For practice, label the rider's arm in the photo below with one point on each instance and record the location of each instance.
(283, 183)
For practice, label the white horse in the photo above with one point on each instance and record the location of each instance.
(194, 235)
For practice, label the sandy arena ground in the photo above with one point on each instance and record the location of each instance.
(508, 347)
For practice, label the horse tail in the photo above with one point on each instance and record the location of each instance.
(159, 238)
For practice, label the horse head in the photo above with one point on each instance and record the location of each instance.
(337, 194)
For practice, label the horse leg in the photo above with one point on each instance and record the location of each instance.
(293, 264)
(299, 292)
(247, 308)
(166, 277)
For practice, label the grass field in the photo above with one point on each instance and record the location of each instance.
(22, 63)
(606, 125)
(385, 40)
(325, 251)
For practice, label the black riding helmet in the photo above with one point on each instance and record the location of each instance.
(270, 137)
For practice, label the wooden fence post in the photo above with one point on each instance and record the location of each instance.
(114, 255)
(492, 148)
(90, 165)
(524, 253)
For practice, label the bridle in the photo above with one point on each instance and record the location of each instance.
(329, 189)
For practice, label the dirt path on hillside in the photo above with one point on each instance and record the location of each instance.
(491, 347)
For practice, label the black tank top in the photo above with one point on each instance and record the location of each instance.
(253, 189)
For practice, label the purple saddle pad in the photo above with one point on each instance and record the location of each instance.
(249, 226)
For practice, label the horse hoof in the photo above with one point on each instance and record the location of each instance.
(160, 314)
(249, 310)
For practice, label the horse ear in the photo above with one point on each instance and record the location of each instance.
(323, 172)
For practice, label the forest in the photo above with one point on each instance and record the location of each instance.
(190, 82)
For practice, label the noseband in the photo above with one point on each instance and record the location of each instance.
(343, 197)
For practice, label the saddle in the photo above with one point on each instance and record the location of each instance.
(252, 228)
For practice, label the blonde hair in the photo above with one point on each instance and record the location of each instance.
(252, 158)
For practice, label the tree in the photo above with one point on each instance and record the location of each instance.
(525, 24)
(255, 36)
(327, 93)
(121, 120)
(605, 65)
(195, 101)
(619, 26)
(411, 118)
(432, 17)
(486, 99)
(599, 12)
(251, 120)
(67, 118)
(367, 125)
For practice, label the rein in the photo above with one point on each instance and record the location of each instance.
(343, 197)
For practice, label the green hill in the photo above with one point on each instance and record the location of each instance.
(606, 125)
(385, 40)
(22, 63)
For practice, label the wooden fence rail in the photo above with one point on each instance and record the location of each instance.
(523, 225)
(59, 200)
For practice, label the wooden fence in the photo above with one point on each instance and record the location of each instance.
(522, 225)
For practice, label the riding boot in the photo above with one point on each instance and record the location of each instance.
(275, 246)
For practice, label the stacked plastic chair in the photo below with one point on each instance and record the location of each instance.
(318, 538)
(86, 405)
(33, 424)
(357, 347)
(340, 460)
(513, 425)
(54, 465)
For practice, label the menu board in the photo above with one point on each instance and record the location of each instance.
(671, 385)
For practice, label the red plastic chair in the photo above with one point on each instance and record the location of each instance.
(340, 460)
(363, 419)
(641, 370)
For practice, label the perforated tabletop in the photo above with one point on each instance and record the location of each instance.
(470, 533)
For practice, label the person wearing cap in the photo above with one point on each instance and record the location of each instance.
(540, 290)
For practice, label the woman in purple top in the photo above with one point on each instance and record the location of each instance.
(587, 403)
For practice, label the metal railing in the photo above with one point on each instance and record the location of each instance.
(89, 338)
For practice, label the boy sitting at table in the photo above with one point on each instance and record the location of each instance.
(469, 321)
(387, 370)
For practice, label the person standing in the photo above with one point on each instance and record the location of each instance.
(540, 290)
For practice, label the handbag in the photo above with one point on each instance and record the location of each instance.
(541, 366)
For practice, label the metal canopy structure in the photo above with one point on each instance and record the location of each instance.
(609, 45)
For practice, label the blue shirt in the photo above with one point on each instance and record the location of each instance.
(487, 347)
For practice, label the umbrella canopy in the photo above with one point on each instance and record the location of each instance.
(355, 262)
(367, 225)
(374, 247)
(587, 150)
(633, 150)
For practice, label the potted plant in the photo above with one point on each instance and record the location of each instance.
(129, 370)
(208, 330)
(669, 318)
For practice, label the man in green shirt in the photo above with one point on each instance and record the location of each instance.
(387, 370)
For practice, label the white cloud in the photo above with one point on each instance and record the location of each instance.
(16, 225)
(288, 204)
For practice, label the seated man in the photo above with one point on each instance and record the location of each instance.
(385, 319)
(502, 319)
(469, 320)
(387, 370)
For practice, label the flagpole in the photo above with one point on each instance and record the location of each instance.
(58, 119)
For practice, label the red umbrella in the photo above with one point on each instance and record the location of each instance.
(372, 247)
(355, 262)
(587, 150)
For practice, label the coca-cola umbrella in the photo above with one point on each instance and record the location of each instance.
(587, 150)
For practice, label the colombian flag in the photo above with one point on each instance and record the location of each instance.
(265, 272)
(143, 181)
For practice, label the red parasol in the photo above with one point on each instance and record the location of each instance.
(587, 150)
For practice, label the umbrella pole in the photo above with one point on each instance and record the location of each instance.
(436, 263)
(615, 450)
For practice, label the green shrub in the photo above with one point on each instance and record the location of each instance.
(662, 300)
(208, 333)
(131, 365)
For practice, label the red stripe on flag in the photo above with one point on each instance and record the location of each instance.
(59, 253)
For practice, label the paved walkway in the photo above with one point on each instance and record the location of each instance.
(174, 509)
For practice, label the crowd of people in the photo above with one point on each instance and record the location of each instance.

*****

> **EXERCISE TASK**
Write out all the records above again, exactly as they stand.

> **ANSWER FOR THE TASK**
For practice, label the rider's arm in the photo below with one point on each instance and record the location of each instance.
(283, 183)
For practice, label the white horse in the photo above with one point on each instance and record the location of each instance.
(194, 235)
For practice, label the sandy arena ground in the photo above with one point on each instance and record the location of each instance.
(508, 347)
For practice, label the horse tail in the photo above with one point on each instance and record the location of each instance.
(159, 238)
For practice, label the horse head in the photo above with one point on each instance and record the location of each instance.
(337, 194)
For practice, label the horse leg in the photo above with one point on each instance and record the location of each instance.
(293, 264)
(299, 292)
(247, 308)
(166, 277)
For practice, label the grass field in the photo above with one point on each instance and record the location of each instance.
(22, 63)
(606, 125)
(385, 40)
(325, 251)
For practice, label the black riding helmet in the photo above with one point on each instance and record the location of each instance.
(270, 137)
For practice, label the wooden fence post in the photo above with one point on each instance and record the location of each instance.
(114, 255)
(492, 148)
(90, 165)
(524, 253)
For practice, label the bridle in the photo above with one point on each instance and record the location of each instance.
(329, 189)
For practice, label the dirt path on hillside in the photo above with one point on each instance and record the location of each instance.
(491, 347)
For practice, label the black tank top in the photo above with one point on each instance and record the location of each instance.
(253, 189)
For practice, label the purple saddle pad in the photo above with one point on each instance and record the location of each instance.
(249, 226)
For practice, label the horse hoof in the photo above with one point on each instance and record the location of each instance.
(160, 314)
(249, 310)
For practice, label the horse ear in the photo above with one point on each instance and record the location of each instance.
(323, 172)
For practice, label the forest in the photo above with one point on each instance and record the location of each instance.
(190, 82)
For practice, label the noseband in the photo above with one point on each instance and record the location of each instance.
(343, 197)
For practice, label the saddle in the photo above with one point on each instance and record the location of each instance.
(252, 228)
For practice, label the blonde hair in the photo above with one point on each instance and record the location of each instance.
(252, 158)
For practice, label the tree in the photo above with one point on each instance and record the location of each instance.
(525, 24)
(255, 36)
(327, 93)
(121, 120)
(605, 65)
(195, 101)
(619, 26)
(411, 118)
(432, 17)
(486, 99)
(599, 12)
(251, 120)
(67, 118)
(367, 125)
For practice, label the rein in the photo above with one point on each instance and record the location of each instance.
(343, 197)
For practice, label the green hill in the photo above with one point on each instance and record the location of each instance.
(606, 125)
(385, 40)
(22, 63)
For practice, label the wooden fence rail in the photo above with one point on each instance and record the location of each instance.
(523, 225)
(59, 200)
For practice, label the wooden fence in the photo above with one point on each instance and record the location of each instance.
(522, 225)
For practice, label the riding boot in the photo above with one point on each instance and record the location of each instance.
(275, 246)
For practice, label the stacked plastic chair in the photo below with one point on each instance and record the location of each instance.
(318, 538)
(86, 405)
(33, 424)
(357, 347)
(340, 460)
(513, 425)
(54, 465)
For practice, label the menu board in the photo above with one point on each instance and record the location of each instance.
(671, 385)
For practice, label the red plastic chair in the photo above with one point on each instance and record the location of each instance.
(340, 460)
(363, 419)
(641, 370)
For practice, label the perforated tabletop in the photo above with one point on each instance and record the location of each instance.
(470, 533)
For practice, label the person wearing cap in the photo above with one point on each instance and record the location of each instance.
(540, 290)
For practice, label the woman in purple top in the photo above with one point on each instance and record the location of each instance.
(587, 403)
For practice, label the metal railing in the photo above with one point on each instance and record the location of each instance.
(89, 338)
For practice, label the boy sitting at table in the photo above with one point on each instance and record the location of each instance.
(469, 321)
(387, 370)
For practice, label the person standing in the photo above with one point on each instance and record the location of each instance.
(540, 290)
For practice, label the handbag in the photo above with one point on each instance and record the location of each instance.
(541, 366)
For practice, label the metal canopy structure in the photo above with one point on each instance and record the location of each instance.
(609, 45)
For practice, label the blue shirt in the photo above with one point on each instance and record the location of each instance.
(487, 347)
For practice, label the umbrella canopy in the photo above with one point on each instance and record the location of each instance.
(355, 262)
(367, 225)
(374, 247)
(587, 150)
(633, 150)
For practice, label the potted plant in the photo above with one point on each instance and record the location of each instance.
(129, 370)
(208, 330)
(669, 318)
For practice, label the man in green shirt in the photo above with one point on each instance and record the location of each instance.
(387, 370)
For practice, label the white cloud in the photo above with one point on each instance and record the location of each instance.
(16, 225)
(288, 204)
For practice, label the seated man in the photo above with one point on each instance and record the location of each instance.
(385, 319)
(502, 319)
(469, 320)
(387, 370)
For practice, label the flagpole in the photo above with one point on each instance and record the location of each instance.
(58, 119)
For practice, label the red umbrella in the photo above with one point on each instance and record the location of each instance.
(372, 247)
(355, 262)
(587, 150)
For practice, label the coca-cola umbrella in the photo above with one point on each instance and record the location of each instance.
(587, 150)
For practice, label the colombian flag in the photo above with one point on each instance and record the location of each instance.
(265, 272)
(143, 181)
For practice, label the red parasol in the photo above with one point on each instance and record the location of each instance.
(587, 150)
For practice, label the umbrella pole in the photo above with one point on each instance and record the location of each instance.
(436, 263)
(615, 450)
For practice, label the green shrub in the photo above with one point on each instance and record the location of each instance.
(662, 300)
(208, 333)
(131, 365)
For practice, label the red stripe on flag in the photo above with one point on each instance and record the location of each instance.
(59, 253)
For practice, label the paved walkway in the photo above with one point on each instance and record the location of each instance.
(174, 509)
For practice, label the crowd of people in the photo above with one point on each instance and record the location of each instance.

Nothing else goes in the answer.